* _Exercise input_
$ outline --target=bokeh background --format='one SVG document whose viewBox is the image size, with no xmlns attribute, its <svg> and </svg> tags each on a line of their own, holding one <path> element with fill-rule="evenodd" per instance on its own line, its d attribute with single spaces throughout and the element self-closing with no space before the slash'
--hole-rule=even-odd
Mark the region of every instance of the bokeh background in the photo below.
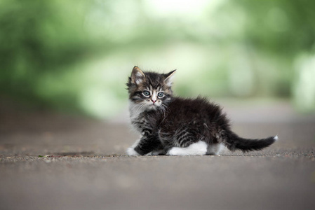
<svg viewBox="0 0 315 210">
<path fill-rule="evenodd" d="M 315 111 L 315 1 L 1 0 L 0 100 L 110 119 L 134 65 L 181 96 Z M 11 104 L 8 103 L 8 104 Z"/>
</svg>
--
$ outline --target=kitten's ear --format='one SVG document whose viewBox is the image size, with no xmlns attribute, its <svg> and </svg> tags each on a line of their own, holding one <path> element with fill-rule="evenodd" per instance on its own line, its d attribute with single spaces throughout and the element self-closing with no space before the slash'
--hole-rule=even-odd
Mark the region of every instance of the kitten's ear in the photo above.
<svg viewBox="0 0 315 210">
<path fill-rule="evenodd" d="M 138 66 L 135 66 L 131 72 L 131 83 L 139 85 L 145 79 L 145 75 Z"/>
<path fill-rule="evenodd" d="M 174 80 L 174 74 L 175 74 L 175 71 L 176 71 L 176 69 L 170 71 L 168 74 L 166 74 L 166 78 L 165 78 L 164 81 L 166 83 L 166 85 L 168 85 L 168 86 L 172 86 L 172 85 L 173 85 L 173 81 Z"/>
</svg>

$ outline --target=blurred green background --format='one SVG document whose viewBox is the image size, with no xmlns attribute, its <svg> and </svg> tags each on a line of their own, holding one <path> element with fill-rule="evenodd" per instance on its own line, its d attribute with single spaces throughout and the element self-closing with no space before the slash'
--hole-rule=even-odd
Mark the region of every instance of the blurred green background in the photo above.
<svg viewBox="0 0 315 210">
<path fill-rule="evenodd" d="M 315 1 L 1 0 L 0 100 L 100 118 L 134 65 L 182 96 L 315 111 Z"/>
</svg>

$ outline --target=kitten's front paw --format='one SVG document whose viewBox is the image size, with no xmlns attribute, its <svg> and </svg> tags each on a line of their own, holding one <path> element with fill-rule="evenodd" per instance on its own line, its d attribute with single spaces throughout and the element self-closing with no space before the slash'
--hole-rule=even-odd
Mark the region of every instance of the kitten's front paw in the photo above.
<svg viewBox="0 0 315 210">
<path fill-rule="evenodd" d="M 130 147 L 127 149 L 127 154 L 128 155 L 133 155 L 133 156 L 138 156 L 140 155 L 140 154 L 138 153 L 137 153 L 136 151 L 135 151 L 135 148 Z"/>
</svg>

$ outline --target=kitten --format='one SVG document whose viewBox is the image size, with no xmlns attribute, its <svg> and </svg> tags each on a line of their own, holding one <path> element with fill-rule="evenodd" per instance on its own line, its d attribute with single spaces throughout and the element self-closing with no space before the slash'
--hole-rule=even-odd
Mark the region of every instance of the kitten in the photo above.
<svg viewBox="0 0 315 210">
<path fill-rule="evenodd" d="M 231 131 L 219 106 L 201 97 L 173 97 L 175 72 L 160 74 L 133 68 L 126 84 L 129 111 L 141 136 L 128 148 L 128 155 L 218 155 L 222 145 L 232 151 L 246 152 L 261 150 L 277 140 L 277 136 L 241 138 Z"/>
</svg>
==
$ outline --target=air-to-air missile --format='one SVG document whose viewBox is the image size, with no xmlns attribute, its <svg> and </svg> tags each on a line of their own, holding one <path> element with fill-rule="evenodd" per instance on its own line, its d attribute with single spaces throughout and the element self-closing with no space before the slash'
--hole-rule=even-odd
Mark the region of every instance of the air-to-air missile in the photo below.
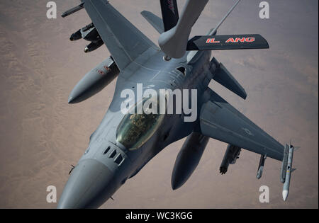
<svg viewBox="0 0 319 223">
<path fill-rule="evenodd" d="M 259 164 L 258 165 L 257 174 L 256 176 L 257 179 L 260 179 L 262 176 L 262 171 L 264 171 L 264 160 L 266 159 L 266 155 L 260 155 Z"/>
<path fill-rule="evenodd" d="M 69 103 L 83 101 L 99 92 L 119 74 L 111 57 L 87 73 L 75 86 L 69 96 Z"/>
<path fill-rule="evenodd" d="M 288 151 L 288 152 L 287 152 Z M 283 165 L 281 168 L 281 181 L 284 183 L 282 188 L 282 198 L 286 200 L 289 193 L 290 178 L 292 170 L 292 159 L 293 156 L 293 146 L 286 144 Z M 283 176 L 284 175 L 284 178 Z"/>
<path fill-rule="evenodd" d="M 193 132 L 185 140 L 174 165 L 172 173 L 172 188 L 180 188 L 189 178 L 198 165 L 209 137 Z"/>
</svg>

* _Set exercise_
State how many lines in the data above contain the word "Mark". Reply with the number alone.

* _Exercise solution_
6